[EXTRAIT À LIRE]
==============================
Quand une semaine de vacances en bord de mer tourne au confinement forcé en quartier vietnamien. Pendant quelques jours, lepetitjournal.com suit les aventures d'une famille bloquée à Hoi An, dont voici le deuxième épisode.
 

5 août - Bouger à tout prix

Ce matin, l’émotion est forte. Facebook nous téléporte au Liban, témoin direct de cette explosion hallucinante. Frissons. En une fraction de seconde, un lot d’habitations est pulvérisé. Rien. Ils n’ont pensé à rien. Pas eu le temps de quitter les lieux, d’avoir peur, de se préparer, de prier… rien, pulvérisés, projetés dans l’autre monde en un instant.

Nous prions pour eux, pour ceux qui restent, pour le Liban qui saigne depuis si longtemps… Pour Rima, une collègue et amie Libanaise de Sara installée à Saïgon depuis longtemps ; pour Marine, Fanny ; pour Charbel, mon ami prêtre maronite, qui me confiait : « Tu sais, le plus dur au Liban, c’est de vivre sans pouvoir se projeter dans l’avenir. » Nous pensons à vous, bien conscients que notre petite histoire de confinement n’est rien. Nous avons la chance de vivre, nous.

Vivre. Bouger. Il faut bouger. Surtout quand on est confiné.
==============================
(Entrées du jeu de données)
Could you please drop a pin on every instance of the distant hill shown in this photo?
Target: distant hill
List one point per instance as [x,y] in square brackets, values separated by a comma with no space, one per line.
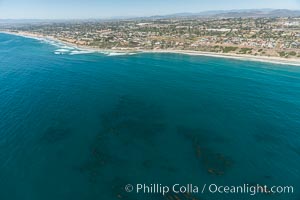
[245,13]
[255,13]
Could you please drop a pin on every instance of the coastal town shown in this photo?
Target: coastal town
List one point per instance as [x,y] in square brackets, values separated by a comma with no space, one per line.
[269,37]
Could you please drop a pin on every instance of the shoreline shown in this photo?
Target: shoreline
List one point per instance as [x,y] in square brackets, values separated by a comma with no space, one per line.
[265,59]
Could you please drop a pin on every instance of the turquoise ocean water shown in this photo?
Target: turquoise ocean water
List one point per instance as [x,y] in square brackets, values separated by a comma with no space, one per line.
[76,125]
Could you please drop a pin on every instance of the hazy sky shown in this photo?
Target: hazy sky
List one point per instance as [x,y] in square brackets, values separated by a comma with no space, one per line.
[66,9]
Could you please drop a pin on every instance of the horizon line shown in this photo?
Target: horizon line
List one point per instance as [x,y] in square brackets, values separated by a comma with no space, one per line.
[145,16]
==============================
[CONSIGNE A]
Relevez, dans le récit de confinement à Hoi An, les prénoms des personnes pour lesquelles la famille dit prier.
[CONSIGNE B]
Reprenez le récit de confinement à Hoi An après sa dernière phrase et poursuivez-le.

[CORRIGÉ A]
Rima, Marine, Fanny, Charbel

[CORRIGÉ B]
En face de chez nous, il y a une femme vietnamienne d’une quarantaine d’années qui ne bouge pas. Avant le confinement strict, elle passait déjà ses journées, dans sa petite cour, accroupie, adossée à la façade de sa maison, pendant des heures entières, sans TV, sans musique, à regarder les gens passer à moto ou à vélo, à épier, à s’enivrer de vide, sans mots dire, à attendre le lendemain… Pour elle, le confinement n’a rien changé. Toujours à la même place, imperturbable. Peut être un peu plus souriante, tout de même, de voir son sort partagé par d’autres désormais.

Son mari est plutôt à l’intérieur de la maison. Un homme maigre, usé et légèrement aigri. Comme le veut la tradition, les beaux parents sont de la partie. Pas sous le même toit pour une fois, mais dans une petite maison mitoyenne. Les deux habitations sont simplissimes : quatre murs, une ou deux cloisons et un toit.

Leur petit garçon d’une dizaine d’années passe le plus clair de son temps dans la rue, devant, s’inventant des jeux avec des bâtons, des bouts de papiers et cherchant à capter l’attention de mes enfants qui ont fini par l’adopter. Ils jouent désormais au badminton ou font du vélo ensemble. Des jeux idéaux qui permettent de respecter les mesures de distanciation sociale et qui rassurent les parents soucieux de bien respecter les consignes qu’on nous rabâche dans les haut-parleurs.

L’immobilisme de cette femme me fascine. À quoi pense-t-elle ? Qu’est-ce qui l’a arrêtée ainsi dans sa course ? Statufiée ? Pourquoi son mari semble-t-il abattu ?... Ils sont innombrables au Vietnam, ces pauvres qui n’espèrent plus grand-chose. Certes, la croissance économique du pays leur a permis d’acquérir un confort sommaire minimum : un toit, une Honda et un écran plat. Mais le reste n’est pas pour eux. Ici, quand on a peu de relations, peu d’éducation et des rêves pas suffisamment hauts pour nous faire lever la tête vers le ciel, on finit par attendre, ne plus bouger et se changer en statue de sel. Il faut dire que pour les pauvres, le travail est particulièrement dur et mal payé. Il vous ôte bien vite vos forces et vos plus belles années.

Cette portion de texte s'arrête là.